Anywho... to the point. This morning I could hear them in easy child/difficult child's room-a huge NO in our house as easy child/difficult child really needs a space that is non difficult child related. difficult child and friend found a lighter and according to difficult child a pack of cigarettes (I'm not sure about the cigarette part because when he handed me the lighter he first told me that he is worried she might be smoking and then later changed his story to there is also a pack of cigarettes-which I haven't seen yet and I think since he handed me the lighter the cigarettes would have been handed over as well).

difficult child kept trying to make this about easy child/difficult child that he is worried about her. He says he went in there to feed her fish (another things she would not be happy about). Of course, that is his excuse (and hopefully he didn't overfeed them) but he found the lighter in her closet-hmmm the fish aren't in there are they difficult child?

He was screaming at me for being upset with him and at one point lightly shoved me-still lightly or not he should not be doing it at all (thankfully I wasn't on my crutches as I am supposed to be or I could have been hurt even from the light shove).

Aside from everything he did wrong, I'm not quite sure how to handle things right now. We are hoping this would be a weekend where easy child/difficult child might start to change. Personally I was hoping maybe she would start letting go of some of her anger (especially at him). If she finds out he was in there she is going to explode (and I wouldn't blame her). If that happens I think any progress she made will be gone in a second.

I'm thinking about putting the lighter back (if she is smoking now as much as I wish she wouldn't she is almost an adult and I can't stop her) and hoping she doesn't find out. Do you think this is the right thing to do? It's possible she'll find out anyways because who knows what else they did in there (not to mention hopefully he didn't kill the fish from overfeeding). Plus, in anger he may tell her he did it. What to do?
 
M

ML

Guest
Gosh that's a tough one. I don't think I would keep the truth from her because these things always have a way of coming out and then you'd have to deal with what she may feel are betrayal and trust issues. This one incident won't make or break the relationship between them. I totally get why you would want to keep this one secret but somehow I think you're more likely to collapse from trying to stop that oncoming train of the inevitible. It is unlikely this will be the last thing he does that sets her off.

I am disappointed along with you that it wasn't a more peaceful weekend.

-=-=-=-=-

> **Aim of the task**
Write the next part of the forum thread about the lighter, picking up after its final sentence. Nothing here requires the entries.

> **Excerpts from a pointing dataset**
-=-=-=-=-

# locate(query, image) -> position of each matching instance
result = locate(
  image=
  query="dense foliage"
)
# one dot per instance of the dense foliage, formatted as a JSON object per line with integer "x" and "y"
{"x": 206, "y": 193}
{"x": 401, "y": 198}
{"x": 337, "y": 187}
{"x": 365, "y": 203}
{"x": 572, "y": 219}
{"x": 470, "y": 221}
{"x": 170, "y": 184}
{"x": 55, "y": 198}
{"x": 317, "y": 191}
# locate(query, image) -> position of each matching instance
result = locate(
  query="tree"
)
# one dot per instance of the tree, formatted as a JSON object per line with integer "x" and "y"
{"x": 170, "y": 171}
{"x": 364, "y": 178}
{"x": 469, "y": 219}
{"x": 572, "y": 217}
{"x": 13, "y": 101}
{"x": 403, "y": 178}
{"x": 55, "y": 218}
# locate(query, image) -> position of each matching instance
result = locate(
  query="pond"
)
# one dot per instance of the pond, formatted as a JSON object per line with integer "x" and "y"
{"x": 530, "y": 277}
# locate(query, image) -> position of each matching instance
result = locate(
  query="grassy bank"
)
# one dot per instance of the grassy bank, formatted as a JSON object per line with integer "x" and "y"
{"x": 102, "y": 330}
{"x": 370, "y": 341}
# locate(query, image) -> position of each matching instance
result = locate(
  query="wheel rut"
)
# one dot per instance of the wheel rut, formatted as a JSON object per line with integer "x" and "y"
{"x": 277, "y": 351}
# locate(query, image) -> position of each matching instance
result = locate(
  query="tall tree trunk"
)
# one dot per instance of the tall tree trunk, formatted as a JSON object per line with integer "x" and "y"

-=-=-=-=-

> **Task result**
exhausted

Active Member
I think I'd tell her the truth. I'd ask her to calmly and assertively tell difficult child just how much she hates him in her things and its a violation of her privacy. He needs to know that his behaviors cause everybody to be upset.
 
This is a tough one but I think I would tell easy child/difficult child the truth too. If you try to hide this and she finds out about it, I agree with ML that this could cause betrayal and trust issues between the two of you. Even though what difficult child did is totally unacceptable, I don't think this one incident is going to be the one thing that permanently destroys their relationship.

I think either you and husband or at least one of you needs to be present when difficult child confesses to easy child/difficult child that he was in her room, went through her things, and fed her fish. She has every right to be furious and difficult child needs to hear this. However, it doesn't give her the right to be verbally abusive, etc... You or husband will have to mediate this so it doesn't escalate to an unsafe point.

If easy child/difficult child's fish die, I think difficult child should be made to do chores, etc. to earn money to replace them.

So sorry you've had such a rough weekend! Thinking of you... SFR
 

Fran

Former desparate mom
I wouldn't say anything. She will know. If she asks, I would tell her the truth but I think hitting her with the truth as soon as she walks in will diminish what she achieved this past weekend.
Besides if she is smoking she will go into defensive mode. My thinking is "what happens when the kids aren't home doesn't have to be shared". I wouldn't lie though.
Nothing terrible happened other than the fish.
If easy child difficult child is upset, offer to have a key lock put on her bedroom so she has her privacy. One key for you and one key for easy child/difficult child.
 

Wiped Out

Well-Known Member
Staff member
She's home and she noticed it right away (you were right Fran). She noticed because of the fish food. We told her the truth and told her difficult child is getting a consequence. She was mad and did yell at difficult child but did say she wasn't as mad as she would have been if the fish had died. Overall, it wasn't as bad as I imagined it could have been.